*ASSIGNMENT*
Would you print all of the entries exactly, please, but without their pictures?

[Stored entries]
'''

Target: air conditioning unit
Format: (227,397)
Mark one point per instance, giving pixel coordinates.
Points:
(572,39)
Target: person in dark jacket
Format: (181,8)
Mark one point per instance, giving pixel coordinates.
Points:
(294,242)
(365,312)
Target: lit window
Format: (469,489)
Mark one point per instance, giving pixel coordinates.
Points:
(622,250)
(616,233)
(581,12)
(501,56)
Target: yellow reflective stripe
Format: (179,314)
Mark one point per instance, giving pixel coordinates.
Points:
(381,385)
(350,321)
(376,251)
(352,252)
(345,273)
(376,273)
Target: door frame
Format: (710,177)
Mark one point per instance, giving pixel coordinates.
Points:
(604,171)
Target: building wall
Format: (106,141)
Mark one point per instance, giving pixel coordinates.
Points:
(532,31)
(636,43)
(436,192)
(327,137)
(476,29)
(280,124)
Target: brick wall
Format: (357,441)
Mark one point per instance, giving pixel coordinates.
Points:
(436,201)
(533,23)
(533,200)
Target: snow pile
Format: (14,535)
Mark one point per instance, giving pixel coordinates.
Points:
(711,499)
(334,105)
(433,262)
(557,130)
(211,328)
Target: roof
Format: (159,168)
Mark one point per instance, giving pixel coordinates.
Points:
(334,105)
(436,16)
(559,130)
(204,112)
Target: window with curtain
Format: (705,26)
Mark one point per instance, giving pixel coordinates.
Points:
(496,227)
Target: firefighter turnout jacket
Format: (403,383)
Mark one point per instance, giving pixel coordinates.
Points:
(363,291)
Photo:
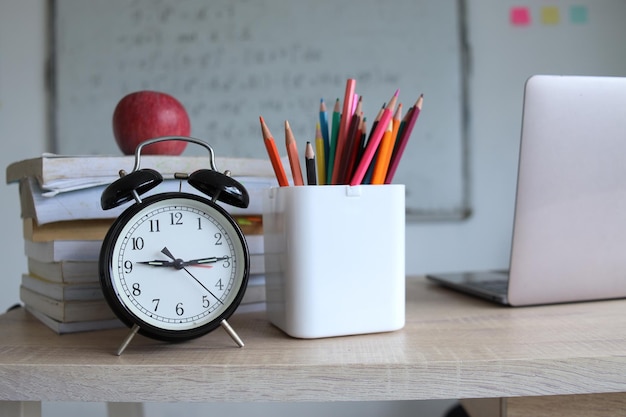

'''

*SOLUTION BELOW*
Target: air conditioning unit
Format: (227,397)
Mark one point per instance, giving pixel coordinates.
Points:
(572,39)
Target: person in dark jacket
Format: (181,8)
Mark one point per instance, giving pixel coordinates.
Points:
(294,242)
(365,312)
Target: lit window
Format: (469,489)
Mark one point per instance, giving pixel coordinates.
Points:
(622,250)
(616,233)
(581,12)
(501,56)
Target: yellow reflective stripe
Format: (179,314)
Mark one point per instance, giving pixel coordinates.
Points:
(381,385)
(350,321)
(376,251)
(352,252)
(345,273)
(376,273)
Target: door frame
Format: (710,177)
Mark one point per instance, giving pixel coordinates.
Points:
(604,171)
Target: building wall
Format: (106,141)
Mark one point per instance, giving pixel coordinates.
Points:
(532,31)
(636,43)
(436,192)
(327,137)
(476,29)
(280,124)
Target: brick wall
Format: (357,441)
Mark one point per instance, giving pixel coordinates.
Points:
(436,201)
(533,23)
(533,200)
Target: snow pile
Format: (14,535)
Mark one point per instance, giving pixel coordinates.
Points:
(711,499)
(334,105)
(433,262)
(557,130)
(211,328)
Target: roof
Format: (159,168)
Mark one point per instance, giving pixel coordinates.
Points:
(334,105)
(436,16)
(559,130)
(204,112)
Target: window with curtain
Format: (705,26)
Mark one point per instance, giving pixel coordinates.
Points:
(496,227)
Target: firefighter turnout jacket
Format: (403,383)
Mark one point per instance, giving pixel coordinates.
Points:
(363,291)
Photo:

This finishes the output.